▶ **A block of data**
────────────────────

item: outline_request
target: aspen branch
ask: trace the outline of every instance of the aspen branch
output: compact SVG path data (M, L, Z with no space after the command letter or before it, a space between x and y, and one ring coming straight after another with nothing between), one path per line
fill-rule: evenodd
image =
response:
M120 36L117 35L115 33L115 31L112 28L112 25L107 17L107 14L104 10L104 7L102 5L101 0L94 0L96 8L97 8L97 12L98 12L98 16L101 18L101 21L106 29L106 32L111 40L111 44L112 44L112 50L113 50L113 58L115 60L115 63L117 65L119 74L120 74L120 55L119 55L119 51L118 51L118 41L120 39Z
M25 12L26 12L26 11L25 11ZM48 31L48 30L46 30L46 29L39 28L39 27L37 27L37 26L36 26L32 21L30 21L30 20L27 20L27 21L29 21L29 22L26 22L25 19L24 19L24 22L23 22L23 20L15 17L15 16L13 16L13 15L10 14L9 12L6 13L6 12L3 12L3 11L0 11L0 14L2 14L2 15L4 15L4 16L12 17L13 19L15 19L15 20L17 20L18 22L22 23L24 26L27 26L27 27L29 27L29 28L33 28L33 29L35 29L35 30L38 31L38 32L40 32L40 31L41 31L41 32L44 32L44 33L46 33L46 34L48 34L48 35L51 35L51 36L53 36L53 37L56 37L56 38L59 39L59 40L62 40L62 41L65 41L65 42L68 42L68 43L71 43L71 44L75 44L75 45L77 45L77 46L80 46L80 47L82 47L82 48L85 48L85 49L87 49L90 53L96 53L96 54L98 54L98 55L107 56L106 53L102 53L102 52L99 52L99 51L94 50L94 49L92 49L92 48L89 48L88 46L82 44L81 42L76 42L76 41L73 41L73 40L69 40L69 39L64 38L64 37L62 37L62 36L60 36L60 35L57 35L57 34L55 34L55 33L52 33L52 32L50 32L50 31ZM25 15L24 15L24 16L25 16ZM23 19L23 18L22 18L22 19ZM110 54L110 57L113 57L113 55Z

────────────────────

▶ **Your instructions**
Format the lines from the beginning of the block through the line containing "M120 36L117 35L115" as a numbered list, leaving out any blank lines.

▶ **Task answer**
1. item: outline_request
2. target: aspen branch
3. ask: trace the outline of every instance of the aspen branch
4. output: compact SVG path data (M, L, Z with no space after the command letter or before it, a space between x and y, and one ring coming straight after another with nothing between), one path per line
5. fill-rule: evenodd
6. image =
7. response:
8. M120 36L117 35L115 33L115 31L112 28L112 25L107 17L107 14L104 10L104 7L102 5L101 0L94 0L96 8L97 8L97 12L98 12L98 16L101 18L101 21L106 29L106 32L111 40L111 44L112 44L112 50L113 50L113 58L115 60L115 63L117 65L119 74L120 74L120 55L119 55L119 51L118 51L118 41L120 39Z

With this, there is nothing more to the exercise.